SUPPLIED PASSAGE START

So where are we in Covid land? We’re just about to hit 30 million diagnosed cases. For those of you playing along at home, we hit 10 million on November 9th and 20 million on January 1st so the curve is not as steep as it was this winter but continues to inch inexorably up. Deaths are at 542,000 and are still somewhere between 1000 and 1500 daily. As I write these numbers, which would have been unfathomable a year ago, I realize that I’ve become inured to them. They seem less immediate, less real. Is that because I’ve had my vaccination and am less worried about myself? Am I just burnt out? Is it that the media is moving on to other things and while Covid remains in the background, it’s not front and center in the constant information stream that bombards us all on a daily basis? The vaccines keep rolling out at a fast and furious rate (in Alabama, everyone over 55 and everyone with a chronic health condition is eligible as of today) and a significant portion of the population will have that protection shortly. We’ll have to wait a few months though to know what that really means in terms of viral spread.

SUPPLIED PASSAGE END

Pick up the Covid update from its last sentence and continue it.

RECORDED INFORMATION START

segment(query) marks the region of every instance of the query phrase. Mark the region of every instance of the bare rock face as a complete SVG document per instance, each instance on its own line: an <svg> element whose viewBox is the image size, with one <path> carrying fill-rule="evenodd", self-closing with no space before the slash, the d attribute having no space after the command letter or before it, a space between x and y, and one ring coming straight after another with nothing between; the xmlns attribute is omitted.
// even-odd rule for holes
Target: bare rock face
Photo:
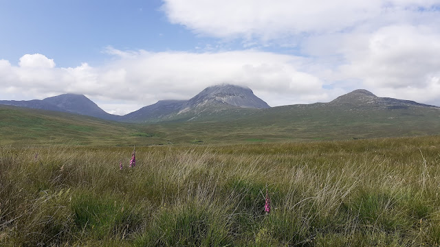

RECORDED INFORMATION END

## RESPONSE BOX
The governor of Florida, who has spent most of the pandemic in a state of denial and cooking the books regarding Covid data, has been given a lot of good press recently and has been leading the charge for fully opening up. This has led to the traditional spring break crowds flocking to Florida beach towns. Young people at the beach are, of course, doing what young people at the beach do much to the consternation of their elders. Will this lead to a new surge as they return to their college campuses and towns after exchanging microbes? With luck, the more vulnerable back home will have been vaccinated and less sucspetible and it won’t be as bad as last year. We’ve all heard about the unrest in Miami Beach and the imposition of a curfew. Out of curiosity, I went looking for social media pictures of the beach in Fort Lauderdale and other beach towns to see if they looked similar. Yup, plenty of mingling unmasked young folk there too. The difference is that Miami Beach is a traditional gathering place for young people of color suggesting that America’s systemic racism is rearing its ugly head once again in terms of unequal treatment.
If you decide to go to the beach the next few weeks, just remember it ain’t over until it’s over. Vaccines aren’t fully protective until about six weeks after your first shot. It remains unclear how much the vaccinated can contract and transmit. So wear your mask around other people, keep your hands washed and plunk your beach towel down away from those you don’t know.